§ What needs to be done: Exclude all pictures, then copy each of the records exactly as written.

━━━━━ Supplied entries ━━━━━

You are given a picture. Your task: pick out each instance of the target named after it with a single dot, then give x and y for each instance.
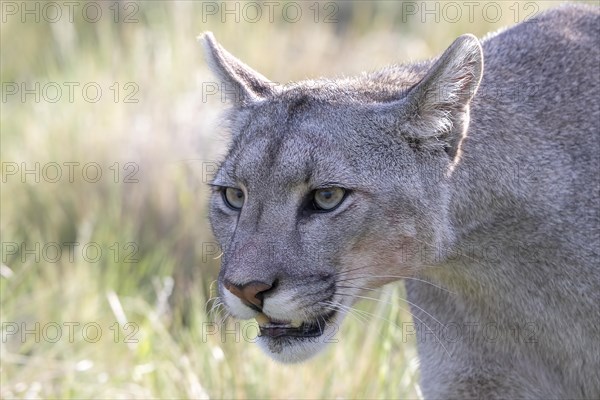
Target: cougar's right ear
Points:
(237, 79)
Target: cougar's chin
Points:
(293, 342)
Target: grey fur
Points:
(489, 189)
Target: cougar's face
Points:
(305, 224)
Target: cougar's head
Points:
(333, 187)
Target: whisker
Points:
(408, 311)
(397, 277)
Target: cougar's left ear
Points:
(437, 108)
(237, 79)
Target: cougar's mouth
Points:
(299, 329)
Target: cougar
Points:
(474, 177)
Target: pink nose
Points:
(250, 293)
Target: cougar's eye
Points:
(233, 197)
(329, 198)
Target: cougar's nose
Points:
(251, 293)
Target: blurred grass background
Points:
(171, 136)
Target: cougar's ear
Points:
(437, 108)
(238, 81)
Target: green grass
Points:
(168, 135)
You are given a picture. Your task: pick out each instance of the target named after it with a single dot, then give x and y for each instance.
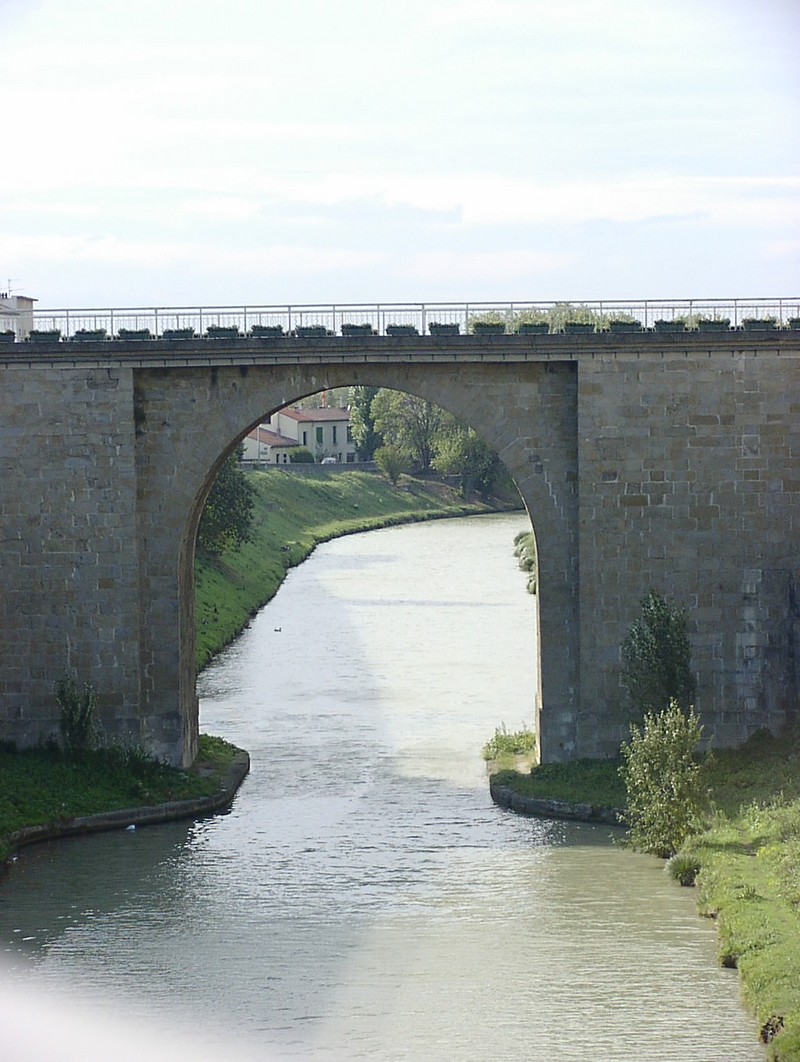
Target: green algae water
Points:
(363, 898)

━━━━━

§ Result of this task:
You are given a picture. Your task: pick out each instance of the target named after it with a single dot, then give x and y for each instance.
Target: cougar's right ear
Points:
(237, 79)
Target: cougar's chin
Points:
(293, 342)
Target: grey fur
Points:
(489, 189)
Target: cougar's face
Points:
(305, 224)
Target: cougar's head
Points:
(333, 187)
Target: whisker
Points:
(408, 311)
(397, 277)
Target: cougar's left ear
Points:
(437, 108)
(237, 79)
Target: cougar's mouth
Points:
(299, 329)
Target: cougar
Points:
(474, 177)
Target: pink nose
Points:
(250, 293)
Target: cougar's eye
Points:
(233, 197)
(329, 198)
Target: cougar's nose
Points:
(251, 293)
Target: blurred grass background
Points:
(171, 136)
Target: cougar's ear
Points:
(437, 108)
(238, 81)
Target: green grass
Points:
(168, 135)
You are given a picture. Your task: pick out each instance of the target named after it with a single dot, then give x and y for each instance.
Target: green algae water
Points:
(363, 898)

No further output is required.